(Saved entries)
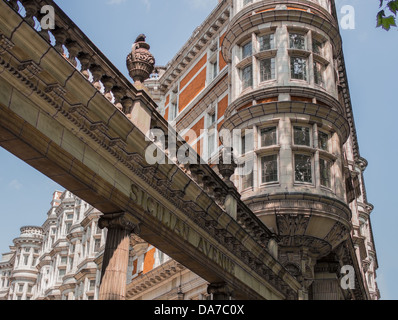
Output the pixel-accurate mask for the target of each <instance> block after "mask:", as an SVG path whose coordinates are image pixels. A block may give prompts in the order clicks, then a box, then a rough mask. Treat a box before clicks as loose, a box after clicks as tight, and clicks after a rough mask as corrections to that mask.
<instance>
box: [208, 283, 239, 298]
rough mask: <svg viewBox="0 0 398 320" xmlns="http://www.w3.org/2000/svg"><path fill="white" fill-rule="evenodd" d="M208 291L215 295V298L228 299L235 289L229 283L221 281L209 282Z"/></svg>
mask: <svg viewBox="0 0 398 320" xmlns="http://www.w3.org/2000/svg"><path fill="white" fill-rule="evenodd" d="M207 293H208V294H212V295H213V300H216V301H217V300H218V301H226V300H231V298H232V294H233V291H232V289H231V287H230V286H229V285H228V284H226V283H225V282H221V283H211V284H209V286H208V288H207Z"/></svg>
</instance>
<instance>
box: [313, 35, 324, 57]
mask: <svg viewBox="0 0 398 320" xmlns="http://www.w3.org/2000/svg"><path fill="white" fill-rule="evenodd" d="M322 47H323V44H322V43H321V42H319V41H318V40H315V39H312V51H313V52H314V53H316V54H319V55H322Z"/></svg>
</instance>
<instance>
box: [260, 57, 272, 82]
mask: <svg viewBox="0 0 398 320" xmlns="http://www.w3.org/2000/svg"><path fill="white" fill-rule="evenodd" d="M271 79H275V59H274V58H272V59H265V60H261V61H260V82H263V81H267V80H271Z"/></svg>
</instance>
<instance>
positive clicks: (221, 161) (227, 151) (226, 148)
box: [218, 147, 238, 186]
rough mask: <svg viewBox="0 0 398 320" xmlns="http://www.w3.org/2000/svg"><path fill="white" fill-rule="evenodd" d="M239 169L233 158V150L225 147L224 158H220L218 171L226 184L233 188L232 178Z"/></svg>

WORK ITEM:
Provide an exact copy of the records, excluding every picture.

TASK RESULT:
Output the pixel-accurate mask for the target of each <instance> block after "mask:", as an SVG path whose coordinates are image pixels. A block may give prompts in the order clicks, then a box, then a rough mask. Treat a box before clicks as loose, a box after clicks as tight, and clicks after a rough mask as corrections to that mask.
<instance>
box: [208, 283, 239, 298]
rough mask: <svg viewBox="0 0 398 320" xmlns="http://www.w3.org/2000/svg"><path fill="white" fill-rule="evenodd" d="M208 291L215 295V298L228 299L235 289L229 283L221 281L209 282Z"/></svg>
mask: <svg viewBox="0 0 398 320" xmlns="http://www.w3.org/2000/svg"><path fill="white" fill-rule="evenodd" d="M207 293H208V294H212V295H213V300H216V301H217V300H218V301H226V300H231V298H232V294H233V291H232V289H231V287H230V286H229V285H228V284H226V283H225V282H221V283H211V284H209V286H208V288H207Z"/></svg>
</instance>
<instance>
box: [313, 35, 324, 57]
mask: <svg viewBox="0 0 398 320" xmlns="http://www.w3.org/2000/svg"><path fill="white" fill-rule="evenodd" d="M322 47H323V44H322V43H321V42H319V41H318V40H315V39H312V51H313V52H314V53H316V54H319V55H322Z"/></svg>
</instance>
<instance>
box: [260, 57, 272, 82]
mask: <svg viewBox="0 0 398 320" xmlns="http://www.w3.org/2000/svg"><path fill="white" fill-rule="evenodd" d="M271 79H275V59H274V58H272V59H265V60H261V61H260V82H263V81H267V80H271Z"/></svg>
</instance>
<instance>
positive clicks: (221, 161) (227, 151) (226, 148)
box: [218, 147, 238, 186]
rough mask: <svg viewBox="0 0 398 320" xmlns="http://www.w3.org/2000/svg"><path fill="white" fill-rule="evenodd" d="M239 169L233 158V150L225 147L224 158H220L218 171L226 184L233 188L232 178Z"/></svg>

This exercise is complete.